**Task material**.
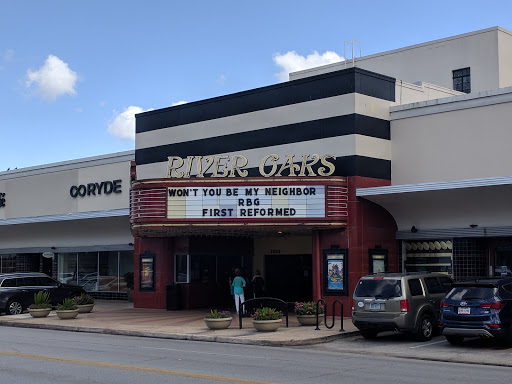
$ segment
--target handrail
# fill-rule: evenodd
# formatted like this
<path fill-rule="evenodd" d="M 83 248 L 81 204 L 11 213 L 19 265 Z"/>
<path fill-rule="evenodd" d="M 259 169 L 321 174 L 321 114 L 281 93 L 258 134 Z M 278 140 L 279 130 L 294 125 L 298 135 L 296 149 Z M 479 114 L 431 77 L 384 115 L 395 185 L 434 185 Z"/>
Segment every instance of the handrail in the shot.
<path fill-rule="evenodd" d="M 318 322 L 318 309 L 320 308 L 320 302 L 324 303 L 324 323 L 325 323 L 325 327 L 327 329 L 331 329 L 334 327 L 334 314 L 336 312 L 336 303 L 340 303 L 340 319 L 341 319 L 341 327 L 340 327 L 340 332 L 343 332 L 344 329 L 343 329 L 343 302 L 339 299 L 336 299 L 334 300 L 334 302 L 332 303 L 332 324 L 329 326 L 327 325 L 327 303 L 325 302 L 324 299 L 319 299 L 317 302 L 316 302 L 316 328 L 315 328 L 315 331 L 319 331 L 320 330 L 320 327 L 318 326 L 319 325 L 319 322 Z"/>
<path fill-rule="evenodd" d="M 257 297 L 255 299 L 249 299 L 242 303 L 238 298 L 238 327 L 242 329 L 242 317 L 244 313 L 252 315 L 255 309 L 263 307 L 273 307 L 283 313 L 286 317 L 286 328 L 288 328 L 288 303 L 275 297 Z"/>

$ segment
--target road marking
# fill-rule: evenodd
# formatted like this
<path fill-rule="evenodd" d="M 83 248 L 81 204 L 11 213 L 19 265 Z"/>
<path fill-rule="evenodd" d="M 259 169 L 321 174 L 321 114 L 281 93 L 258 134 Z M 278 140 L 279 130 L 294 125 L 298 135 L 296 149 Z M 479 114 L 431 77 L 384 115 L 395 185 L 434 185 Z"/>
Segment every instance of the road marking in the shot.
<path fill-rule="evenodd" d="M 440 343 L 446 343 L 446 340 L 436 341 L 435 343 L 415 345 L 414 347 L 409 347 L 409 348 L 414 349 L 414 348 L 428 347 L 429 345 L 440 344 Z"/>
<path fill-rule="evenodd" d="M 236 377 L 214 376 L 214 375 L 208 375 L 208 374 L 202 374 L 202 373 L 174 371 L 174 370 L 170 370 L 170 369 L 137 367 L 137 366 L 131 366 L 131 365 L 103 363 L 103 362 L 100 362 L 100 361 L 88 361 L 88 360 L 79 360 L 79 359 L 69 359 L 69 358 L 65 358 L 65 357 L 55 357 L 55 356 L 46 356 L 46 355 L 34 355 L 34 354 L 31 354 L 31 353 L 0 351 L 0 355 L 24 357 L 24 358 L 27 358 L 27 359 L 47 360 L 47 361 L 54 361 L 54 362 L 58 362 L 58 363 L 81 364 L 81 365 L 89 365 L 89 366 L 94 366 L 94 367 L 124 369 L 126 371 L 161 373 L 161 374 L 164 374 L 164 375 L 191 377 L 191 378 L 194 378 L 194 379 L 204 379 L 204 380 L 212 380 L 212 381 L 223 381 L 223 382 L 227 382 L 227 383 L 277 384 L 277 383 L 273 383 L 273 382 L 269 382 L 269 381 L 239 379 L 239 378 L 236 378 Z"/>

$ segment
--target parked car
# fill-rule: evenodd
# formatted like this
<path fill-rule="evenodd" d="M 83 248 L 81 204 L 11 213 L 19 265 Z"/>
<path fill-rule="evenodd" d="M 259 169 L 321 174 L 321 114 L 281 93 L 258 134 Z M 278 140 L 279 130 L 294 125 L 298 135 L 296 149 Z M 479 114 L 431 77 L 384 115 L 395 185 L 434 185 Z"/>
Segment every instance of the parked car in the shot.
<path fill-rule="evenodd" d="M 512 277 L 456 283 L 441 302 L 441 329 L 454 345 L 465 337 L 512 342 Z"/>
<path fill-rule="evenodd" d="M 382 331 L 432 338 L 441 299 L 453 280 L 442 273 L 378 273 L 361 277 L 353 295 L 352 323 L 366 339 Z"/>
<path fill-rule="evenodd" d="M 85 290 L 72 284 L 64 284 L 44 273 L 0 274 L 0 313 L 17 315 L 34 302 L 34 293 L 47 291 L 53 306 L 65 298 L 80 296 Z"/>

**Task objective**. Drop the pictures, then write out everything else in the records exactly.

**Task response**.
$ segment
--target handrail
# fill-rule: evenodd
# formatted like this
<path fill-rule="evenodd" d="M 83 248 L 81 204 L 11 213 L 19 265 Z"/>
<path fill-rule="evenodd" d="M 259 169 L 321 174 L 321 114 L 281 93 L 258 134 Z M 278 140 L 279 130 L 294 125 L 298 135 L 296 149 Z M 479 114 L 431 77 L 384 115 L 395 185 L 434 185 Z"/>
Segment every instance of the handrail in the shot.
<path fill-rule="evenodd" d="M 318 322 L 318 309 L 320 308 L 320 302 L 324 303 L 324 323 L 325 323 L 325 327 L 327 329 L 331 329 L 334 327 L 334 314 L 336 312 L 336 303 L 340 303 L 340 319 L 341 319 L 341 327 L 340 327 L 340 332 L 343 332 L 344 329 L 343 329 L 343 302 L 339 299 L 336 299 L 334 300 L 334 302 L 332 303 L 332 324 L 329 326 L 327 325 L 327 303 L 325 302 L 324 299 L 319 299 L 317 302 L 316 302 L 316 328 L 315 328 L 315 331 L 319 331 L 320 330 L 320 327 L 318 326 L 319 325 L 319 322 Z"/>
<path fill-rule="evenodd" d="M 257 297 L 255 299 L 249 299 L 242 303 L 238 298 L 238 327 L 242 329 L 242 317 L 244 313 L 252 315 L 255 309 L 263 307 L 273 307 L 283 313 L 286 317 L 286 328 L 288 328 L 288 303 L 275 297 Z"/>

$ segment
--target road marking
# fill-rule: evenodd
# formatted like this
<path fill-rule="evenodd" d="M 83 248 L 81 204 L 11 213 L 19 265 Z"/>
<path fill-rule="evenodd" d="M 259 169 L 321 174 L 321 114 L 281 93 L 258 134 Z M 278 140 L 279 130 L 294 125 L 298 135 L 296 149 Z M 479 114 L 431 77 L 384 115 L 395 185 L 434 185 Z"/>
Segment every instance of the road marking in the shot.
<path fill-rule="evenodd" d="M 440 343 L 446 343 L 446 340 L 436 341 L 435 343 L 415 345 L 414 347 L 409 347 L 409 348 L 414 349 L 414 348 L 428 347 L 429 345 L 440 344 Z"/>
<path fill-rule="evenodd" d="M 236 377 L 214 376 L 214 375 L 208 375 L 208 374 L 202 374 L 202 373 L 174 371 L 174 370 L 170 370 L 170 369 L 137 367 L 137 366 L 131 366 L 131 365 L 103 363 L 103 362 L 100 362 L 100 361 L 88 361 L 88 360 L 79 360 L 79 359 L 69 359 L 69 358 L 65 358 L 65 357 L 55 357 L 55 356 L 46 356 L 46 355 L 34 355 L 34 354 L 31 354 L 31 353 L 0 351 L 0 355 L 24 357 L 24 358 L 27 358 L 27 359 L 47 360 L 47 361 L 54 361 L 54 362 L 58 362 L 58 363 L 81 364 L 81 365 L 89 365 L 89 366 L 94 366 L 94 367 L 124 369 L 126 371 L 161 373 L 161 374 L 164 374 L 164 375 L 191 377 L 191 378 L 194 378 L 194 379 L 204 379 L 204 380 L 212 380 L 212 381 L 223 381 L 223 382 L 227 382 L 227 383 L 277 384 L 277 383 L 273 383 L 273 382 L 269 382 L 269 381 L 239 379 L 239 378 L 236 378 Z"/>

$ segment
--target parked car
# fill-rule: evenodd
# formatted like this
<path fill-rule="evenodd" d="M 83 248 L 81 204 L 11 213 L 19 265 Z"/>
<path fill-rule="evenodd" d="M 259 169 L 321 174 L 321 114 L 281 93 L 258 134 Z M 278 140 L 279 130 L 294 125 L 298 135 L 296 149 Z M 479 114 L 431 77 L 384 115 L 395 185 L 434 185 Z"/>
Segment every instance of the parked car in the shot.
<path fill-rule="evenodd" d="M 512 277 L 456 283 L 441 302 L 441 329 L 454 345 L 465 337 L 512 342 Z"/>
<path fill-rule="evenodd" d="M 382 331 L 432 338 L 441 299 L 453 280 L 442 273 L 378 273 L 361 277 L 353 295 L 352 323 L 366 339 Z"/>
<path fill-rule="evenodd" d="M 85 290 L 72 284 L 64 284 L 44 273 L 0 274 L 0 313 L 17 315 L 34 302 L 34 293 L 47 291 L 53 306 L 65 298 L 80 296 Z"/>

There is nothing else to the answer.